Task requirements: Render every entry verbatim.
****************
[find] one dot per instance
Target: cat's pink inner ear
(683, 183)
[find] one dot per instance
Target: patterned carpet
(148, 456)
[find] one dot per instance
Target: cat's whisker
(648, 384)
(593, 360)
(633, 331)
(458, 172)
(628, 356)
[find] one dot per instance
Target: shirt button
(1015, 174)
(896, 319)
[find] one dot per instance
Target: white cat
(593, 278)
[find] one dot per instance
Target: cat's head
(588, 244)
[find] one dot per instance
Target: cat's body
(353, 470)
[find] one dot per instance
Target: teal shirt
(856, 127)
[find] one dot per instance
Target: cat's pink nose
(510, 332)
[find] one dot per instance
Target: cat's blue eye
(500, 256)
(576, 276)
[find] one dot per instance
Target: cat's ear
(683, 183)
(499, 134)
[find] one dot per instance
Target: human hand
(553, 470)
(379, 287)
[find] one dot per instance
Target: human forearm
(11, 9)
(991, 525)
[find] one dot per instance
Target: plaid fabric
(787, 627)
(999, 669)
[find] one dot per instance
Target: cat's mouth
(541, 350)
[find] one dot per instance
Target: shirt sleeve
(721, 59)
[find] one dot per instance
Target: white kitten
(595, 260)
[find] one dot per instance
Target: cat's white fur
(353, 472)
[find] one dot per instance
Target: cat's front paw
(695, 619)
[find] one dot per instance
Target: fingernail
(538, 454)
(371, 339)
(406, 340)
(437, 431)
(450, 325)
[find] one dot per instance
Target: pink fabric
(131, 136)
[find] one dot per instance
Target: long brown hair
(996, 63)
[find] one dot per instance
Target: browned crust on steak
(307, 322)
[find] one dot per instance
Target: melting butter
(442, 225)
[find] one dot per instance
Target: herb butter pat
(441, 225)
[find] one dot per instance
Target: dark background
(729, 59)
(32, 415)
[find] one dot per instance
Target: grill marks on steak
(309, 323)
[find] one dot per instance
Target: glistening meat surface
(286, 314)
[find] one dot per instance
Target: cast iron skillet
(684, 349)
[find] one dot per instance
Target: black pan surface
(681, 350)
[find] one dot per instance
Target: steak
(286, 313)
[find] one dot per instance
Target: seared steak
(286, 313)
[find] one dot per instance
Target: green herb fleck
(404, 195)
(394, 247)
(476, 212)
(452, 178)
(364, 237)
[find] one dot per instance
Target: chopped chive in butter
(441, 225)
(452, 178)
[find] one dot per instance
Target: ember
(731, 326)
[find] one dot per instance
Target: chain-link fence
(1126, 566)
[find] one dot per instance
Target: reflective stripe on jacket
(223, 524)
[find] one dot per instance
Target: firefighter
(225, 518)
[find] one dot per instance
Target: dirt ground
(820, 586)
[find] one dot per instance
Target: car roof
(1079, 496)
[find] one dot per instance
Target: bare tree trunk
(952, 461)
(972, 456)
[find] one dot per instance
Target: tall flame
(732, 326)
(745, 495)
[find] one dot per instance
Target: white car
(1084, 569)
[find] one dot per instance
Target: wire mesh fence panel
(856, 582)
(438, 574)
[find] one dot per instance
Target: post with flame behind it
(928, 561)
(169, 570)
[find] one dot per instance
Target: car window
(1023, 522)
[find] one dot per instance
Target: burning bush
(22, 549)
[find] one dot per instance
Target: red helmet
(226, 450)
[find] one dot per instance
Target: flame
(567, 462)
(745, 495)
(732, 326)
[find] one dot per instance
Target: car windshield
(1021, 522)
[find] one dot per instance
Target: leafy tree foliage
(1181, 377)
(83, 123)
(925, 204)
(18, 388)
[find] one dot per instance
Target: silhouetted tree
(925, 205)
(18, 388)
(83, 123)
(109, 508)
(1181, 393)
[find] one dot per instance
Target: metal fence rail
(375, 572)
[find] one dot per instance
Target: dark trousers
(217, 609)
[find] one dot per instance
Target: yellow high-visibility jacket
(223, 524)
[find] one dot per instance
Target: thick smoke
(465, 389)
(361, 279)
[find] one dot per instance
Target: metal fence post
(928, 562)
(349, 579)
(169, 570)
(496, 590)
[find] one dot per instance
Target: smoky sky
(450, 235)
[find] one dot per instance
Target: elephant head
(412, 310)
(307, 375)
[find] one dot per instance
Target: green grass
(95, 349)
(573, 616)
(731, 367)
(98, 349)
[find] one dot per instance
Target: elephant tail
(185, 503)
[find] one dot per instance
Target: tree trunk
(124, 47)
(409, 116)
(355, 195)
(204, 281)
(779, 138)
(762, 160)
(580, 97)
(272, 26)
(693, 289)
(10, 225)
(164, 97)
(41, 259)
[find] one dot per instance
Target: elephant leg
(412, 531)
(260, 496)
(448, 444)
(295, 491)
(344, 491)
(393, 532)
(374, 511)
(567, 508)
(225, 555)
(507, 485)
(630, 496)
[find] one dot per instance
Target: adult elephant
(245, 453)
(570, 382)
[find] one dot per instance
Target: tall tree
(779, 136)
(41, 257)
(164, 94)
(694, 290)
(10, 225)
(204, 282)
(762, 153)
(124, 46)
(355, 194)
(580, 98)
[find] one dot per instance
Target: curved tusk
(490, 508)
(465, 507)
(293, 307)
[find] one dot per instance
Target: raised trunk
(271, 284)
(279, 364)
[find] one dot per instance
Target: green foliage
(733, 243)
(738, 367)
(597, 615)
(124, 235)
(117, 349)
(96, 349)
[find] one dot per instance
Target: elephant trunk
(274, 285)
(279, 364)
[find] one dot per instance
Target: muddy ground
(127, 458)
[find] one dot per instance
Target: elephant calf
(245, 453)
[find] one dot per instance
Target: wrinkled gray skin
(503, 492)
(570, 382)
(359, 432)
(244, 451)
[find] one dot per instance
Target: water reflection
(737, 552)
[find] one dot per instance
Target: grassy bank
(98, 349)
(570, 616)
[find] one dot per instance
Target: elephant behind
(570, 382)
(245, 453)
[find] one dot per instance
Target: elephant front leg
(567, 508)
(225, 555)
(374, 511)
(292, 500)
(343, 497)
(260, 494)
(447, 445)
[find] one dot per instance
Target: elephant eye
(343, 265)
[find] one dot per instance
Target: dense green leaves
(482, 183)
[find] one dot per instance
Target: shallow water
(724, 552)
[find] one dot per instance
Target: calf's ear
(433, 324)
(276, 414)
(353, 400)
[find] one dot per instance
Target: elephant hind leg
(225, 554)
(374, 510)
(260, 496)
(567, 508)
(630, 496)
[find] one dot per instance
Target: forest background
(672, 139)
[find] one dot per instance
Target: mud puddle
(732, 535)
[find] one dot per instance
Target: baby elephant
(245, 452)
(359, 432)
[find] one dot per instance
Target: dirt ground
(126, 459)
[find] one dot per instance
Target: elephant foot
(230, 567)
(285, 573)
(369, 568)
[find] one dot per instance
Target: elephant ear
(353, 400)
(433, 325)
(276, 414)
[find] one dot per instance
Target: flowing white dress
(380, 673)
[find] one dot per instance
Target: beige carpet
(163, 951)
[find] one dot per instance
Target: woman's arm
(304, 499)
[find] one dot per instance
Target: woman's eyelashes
****************
Final answer:
[find] one dot per instance
Target: cat's pink inner ear
(683, 183)
[find] one dot per instance
Target: patterned carpet
(148, 456)
[find] one dot per instance
Target: cat's whisker
(648, 384)
(593, 360)
(633, 331)
(458, 172)
(628, 356)
[find] one dot per instance
Target: shirt button
(1015, 174)
(896, 319)
[find] one dot per instance
Target: white cat
(593, 278)
[find] one dot per instance
Target: cat's head
(588, 244)
[find] one dot per instance
Target: cat's body
(353, 470)
[find] one dot per instance
Target: teal shirt
(856, 127)
[find] one dot per instance
Target: cat's pink nose
(510, 332)
[find] one dot per instance
Target: cat's blue eye
(500, 256)
(576, 276)
[find] one dot per instance
Target: cat's ear
(683, 183)
(499, 134)
[find] one dot per instance
Target: human hand
(553, 470)
(379, 287)
[find] one dot per instance
Target: human forearm
(11, 9)
(991, 525)
[find] one dot per instance
Target: plaid fabric
(787, 627)
(999, 669)
[find] one dot per instance
Target: cat's mouth
(541, 350)
[find] one dot per instance
Target: shirt sleeve
(721, 59)
[find] one dot per instance
Target: white kitten
(595, 260)
[find] one dot per instance
Target: cat's white fur
(353, 472)
[find] one dot per instance
Target: cat's front paw
(695, 619)
[find] one dot per instance
Target: fingernail
(538, 454)
(371, 339)
(406, 340)
(437, 431)
(450, 325)
[find] one dot per instance
Target: pink fabric
(131, 136)
[find] one dot per instance
Target: long brown hair
(996, 63)
[find] one dot per instance
Target: browned crust on steak
(307, 322)
[find] one dot per instance
Target: melting butter
(442, 225)
[find] one dot per instance
Target: herb butter pat
(441, 225)
[find] one dot per instance
Target: dark background
(729, 59)
(32, 415)
[find] one dot per instance
Target: grill marks on steak
(309, 323)
[find] one dot per instance
Target: glistening meat surface
(286, 314)
[find] one dot per instance
Target: cast iron skillet
(684, 349)
[find] one dot per instance
Target: black pan surface
(681, 350)
[find] one dot per instance
Target: steak
(286, 313)
[find] one dot per instance
Target: seared steak
(286, 313)
[find] one dot per instance
Target: green herb fleck
(404, 195)
(394, 247)
(476, 212)
(452, 178)
(364, 237)
[find] one dot per instance
Target: chopped chive in butter
(441, 225)
(452, 178)
[find] one dot per instance
Target: ember
(731, 326)
[find] one dot per instance
Target: chain-link fence
(1126, 566)
[find] one dot per instance
Target: reflective stripe on jacket
(223, 524)
[find] one dot per instance
Target: firefighter
(225, 518)
[find] one dot per instance
Target: dirt ground
(820, 586)
[find] one dot per instance
Target: car roof
(1079, 496)
[find] one dot per instance
Target: bare tree trunk
(952, 461)
(972, 456)
[find] one dot per instance
Target: tall flame
(732, 326)
(745, 495)
[find] one dot per instance
Target: white car
(1084, 569)
[find] one dot per instance
Target: wire mesh fence panel
(856, 582)
(438, 574)
[find] one dot per instance
Target: post with flame behind it
(928, 561)
(169, 570)
[find] one dot per instance
Target: car window
(1023, 522)
[find] one dot per instance
Target: burning bush
(22, 549)
[find] one dot per instance
Target: red helmet
(226, 450)
[find] one dot per instance
Target: flame
(567, 462)
(745, 495)
(732, 326)
[find] one dot per instance
Target: car windshield
(1021, 522)
[find] one dot per instance
Target: leafy tree foliage
(1181, 377)
(83, 123)
(925, 204)
(18, 388)
[find] one dot per instance
Target: silhouetted tree
(925, 205)
(18, 388)
(83, 123)
(109, 508)
(1181, 393)
[find] one dot per instance
Target: metal fence rail
(375, 572)
[find] one dot per instance
Target: dark trousers
(217, 609)
[find] one dot per instance
Target: yellow high-visibility jacket
(223, 524)
[find] one dot per instance
Target: thick smoke
(465, 389)
(361, 279)
[find] one dot per instance
Target: metal fence post
(928, 562)
(349, 579)
(169, 570)
(496, 590)
[find] one dot per instance
Target: smoky sky
(450, 235)
[find] one dot per instance
Target: elephant head
(412, 310)
(307, 375)
[find] one dot per instance
Target: green grass
(95, 349)
(573, 616)
(731, 367)
(98, 349)
[find] one dot per instance
Target: elephant tail
(185, 503)
[find] one dot per instance
Target: tree trunk
(124, 47)
(409, 116)
(355, 195)
(204, 281)
(779, 138)
(762, 160)
(580, 97)
(272, 26)
(693, 289)
(10, 225)
(164, 97)
(41, 259)
[find] one dot per instance
Target: elephant leg
(412, 531)
(260, 496)
(448, 444)
(295, 491)
(344, 491)
(393, 532)
(374, 511)
(567, 508)
(225, 555)
(507, 485)
(630, 496)
[find] one dot per instance
Target: adult elephant
(245, 453)
(570, 382)
[find] one dot per instance
Target: tall tree
(779, 136)
(41, 257)
(164, 94)
(694, 290)
(10, 225)
(204, 282)
(762, 153)
(124, 46)
(355, 194)
(580, 98)
[find] one dot per instance
Target: curved tusk
(490, 508)
(465, 507)
(293, 307)
[find] one dot per instance
Target: raised trunk
(271, 284)
(279, 364)
[find] one dot per instance
Target: green foliage
(733, 243)
(738, 367)
(597, 615)
(124, 235)
(117, 349)
(96, 349)
[find] one dot per instance
Target: elephant trunk
(274, 285)
(279, 364)
[find] one dot per instance
Target: muddy ground
(127, 458)
[find] one dot per instance
Target: elephant calf
(245, 453)
[find] one dot per instance
Target: wrinkled gray skin
(503, 492)
(570, 382)
(359, 432)
(244, 451)
[find] one dot per instance
Target: water reflection
(737, 552)
[find] one dot per instance
Target: grassy bank
(98, 349)
(570, 616)
[find] one dot per instance
Target: elephant behind
(570, 382)
(245, 453)
[find] one dot per instance
Target: elephant front leg
(567, 508)
(225, 555)
(374, 511)
(292, 500)
(343, 497)
(260, 494)
(447, 445)
[find] one dot per instance
Target: elephant eye
(343, 265)
[find] one dot per instance
Target: dense green leaves
(482, 183)
[find] one dot per instance
Target: shallow water
(724, 552)
[find] one dot per instance
Target: calf's ear
(433, 324)
(276, 414)
(353, 400)
[find] one dot per instance
Target: elephant hind leg
(225, 554)
(374, 510)
(260, 496)
(567, 508)
(630, 496)
[find] one dot per instance
Target: forest background
(672, 139)
[find] one dot per instance
Target: mud puddle
(732, 535)
[find] one dot per instance
Target: baby elephant
(245, 452)
(359, 432)
[find] one dot per instance
Target: dirt ground
(126, 459)
[find] one dot per instance
Target: elephant foot
(230, 567)
(285, 573)
(369, 568)
[find] one dot per instance
Target: elephant ear
(353, 400)
(433, 325)
(276, 414)
[find] one dot per instance
Target: flowing white dress
(380, 673)
[find] one dot per instance
Target: beige carpet
(163, 951)
[find] one dot per instance
Target: woman's arm
(304, 499)
[find] one dot per instance
Target: woman's eyelashes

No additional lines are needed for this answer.